§ PASSAGE PROVIDED
- Opening Delimiter -

# New owner. Low-tech 10g



## rouseyss/sc (Sep 18, 2012)

I am a new owner and this will be my first setup. I have a knowledgable roommate who got me into fish tanks and gave me his 10G when he upgraded and I decided I want a low-tech tank with tetra fish and a couple ottos. 

Today, I setup my tank and got it going with Java moss, 2 java fern, 1 bamboo and two fast growing plants to get it started along with some wood on top of the java moss so the moss will grow onto the wood. Also, I ordered some dry fertilizer (Potassium Nitrate, potassium mono phospate) for the plants that I will be using every 2 weeks.

Im excited about a fish tank and I never thought I would say that. The first picture is when I first set it up and the second is as it sits now. It's on a timer for 6 hours a day of t8 18w 6500k lighting.


----------



## Knotyoureality (Aug 3, 2012)

You say "fish will be in soon", how soon? 

I ask because you'll need to cycle the tank before adding much in the way of fish--and otos have a much better survival rate going into an established tank that's already producing algae for them.

Ah, you'll also need to pull those java ferns up out of the substrate. The rhizome (the thick fleshy part the leaves grow from) will rot and the plant die if it's buried. While it's possible to sink just the roots into the substrate leaving the rhizome exposed, most folks tie or glue them onto rocks or driftwood to make sure the rhizomes don't get buried.


----------



## Gooberfish (Mar 27, 2012)

You've got a pretty good foundation going. 

+1 on the yanking the java fern out of the substrate. You could possibly tie that to the wood if you wanted or rocks. 

Definitely let your tank cycle for about a month until you see the brown diatom algae forming. Then add your ottos and fish so they can start eating right away. 

Also, be sure to roam this site and do your hw. There is so much that can be learned from other people.


----------



## rouseyss/sc (Sep 18, 2012)

Alright when i get home friday i will unplant the ferns its gonna be about 3-4 weeks for fish. Thanks for the advice and ill continue to read the site.


----------



## l8nite (Aug 29, 2012)

I love the wood + lava rock combo


----------



## Diana (Jan 14, 2010)

You can do a fishless cycle to get a good population of nitrifying bacteria growing. Just running the tank does not grow much. These bacteria need ammonia to grow.

- Closing Delimiter -

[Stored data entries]
- Opening Delimiter -

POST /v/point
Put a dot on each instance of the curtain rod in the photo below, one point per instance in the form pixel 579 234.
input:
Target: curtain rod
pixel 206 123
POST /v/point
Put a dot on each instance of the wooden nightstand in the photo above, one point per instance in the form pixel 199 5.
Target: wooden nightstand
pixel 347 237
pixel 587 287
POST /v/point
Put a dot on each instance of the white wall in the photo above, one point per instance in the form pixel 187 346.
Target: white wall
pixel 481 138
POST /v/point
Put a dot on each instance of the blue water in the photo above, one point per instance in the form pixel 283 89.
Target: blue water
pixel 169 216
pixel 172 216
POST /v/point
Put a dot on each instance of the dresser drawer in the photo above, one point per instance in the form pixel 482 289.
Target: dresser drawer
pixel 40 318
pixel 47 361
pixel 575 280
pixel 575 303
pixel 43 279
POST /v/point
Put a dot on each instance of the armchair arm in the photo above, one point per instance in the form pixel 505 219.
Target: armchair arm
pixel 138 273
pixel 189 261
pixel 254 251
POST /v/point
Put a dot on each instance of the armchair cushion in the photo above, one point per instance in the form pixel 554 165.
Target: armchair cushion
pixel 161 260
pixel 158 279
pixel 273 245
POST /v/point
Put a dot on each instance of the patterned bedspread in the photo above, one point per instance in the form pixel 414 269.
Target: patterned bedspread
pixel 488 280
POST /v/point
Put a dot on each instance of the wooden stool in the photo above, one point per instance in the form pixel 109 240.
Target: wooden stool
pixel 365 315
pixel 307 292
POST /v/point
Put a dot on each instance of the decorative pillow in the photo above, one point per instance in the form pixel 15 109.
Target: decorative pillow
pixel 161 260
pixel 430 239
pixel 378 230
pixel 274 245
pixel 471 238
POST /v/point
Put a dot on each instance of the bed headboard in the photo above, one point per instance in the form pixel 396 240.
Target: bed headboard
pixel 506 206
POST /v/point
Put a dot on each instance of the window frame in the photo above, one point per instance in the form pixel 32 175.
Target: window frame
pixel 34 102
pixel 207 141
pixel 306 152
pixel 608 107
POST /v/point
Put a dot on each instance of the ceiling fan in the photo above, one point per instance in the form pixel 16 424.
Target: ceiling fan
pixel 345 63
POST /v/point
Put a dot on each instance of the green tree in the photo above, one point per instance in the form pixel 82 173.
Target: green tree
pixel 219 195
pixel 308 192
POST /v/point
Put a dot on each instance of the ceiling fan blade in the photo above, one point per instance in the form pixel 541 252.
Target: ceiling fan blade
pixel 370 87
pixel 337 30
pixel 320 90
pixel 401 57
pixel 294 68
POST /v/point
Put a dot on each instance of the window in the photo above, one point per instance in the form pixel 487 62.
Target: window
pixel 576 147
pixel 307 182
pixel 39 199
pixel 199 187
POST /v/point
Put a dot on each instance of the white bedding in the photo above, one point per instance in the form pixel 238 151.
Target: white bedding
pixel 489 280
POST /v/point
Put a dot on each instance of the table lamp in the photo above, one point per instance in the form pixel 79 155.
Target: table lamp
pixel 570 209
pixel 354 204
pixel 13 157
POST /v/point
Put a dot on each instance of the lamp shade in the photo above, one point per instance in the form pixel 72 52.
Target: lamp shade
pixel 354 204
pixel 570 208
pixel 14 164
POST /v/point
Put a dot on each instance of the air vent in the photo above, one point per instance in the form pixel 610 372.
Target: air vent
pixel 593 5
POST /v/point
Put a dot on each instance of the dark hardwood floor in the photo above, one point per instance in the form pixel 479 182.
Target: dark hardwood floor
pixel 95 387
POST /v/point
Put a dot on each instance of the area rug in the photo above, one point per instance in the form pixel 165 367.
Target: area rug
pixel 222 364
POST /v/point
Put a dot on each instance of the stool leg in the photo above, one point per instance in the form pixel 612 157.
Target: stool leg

- Closing Delimiter -

§ TASKS FOR THIS EXERCISE
(1) According to the aquarium forum thread, for how many hours a day does the tank's lighting timer run?
(2) Write out the part of the aquarium forum thread running from "I ask because" down to "(Mar 27, 2012)".
None of the entries is needed here.

§ ANSWER LIST
(1) Six hours a day.

(2)
I ask because you'll need to cycle the tank before adding much in the way of fish--and otos have a much better survival rate going into an established tank that's already producing algae for them.

Ah, you'll also need to pull those java ferns up out of the substrate. The rhizome (the thick fleshy part the leaves grow from) will rot and the plant die if it's buried. While it's possible to sink just the roots into the substrate leaving the rhizome exposed, most folks tie or glue them onto rocks or driftwood to make sure the rhizomes don't get buried.


----------



## Gooberfish (Mar 27, 2012)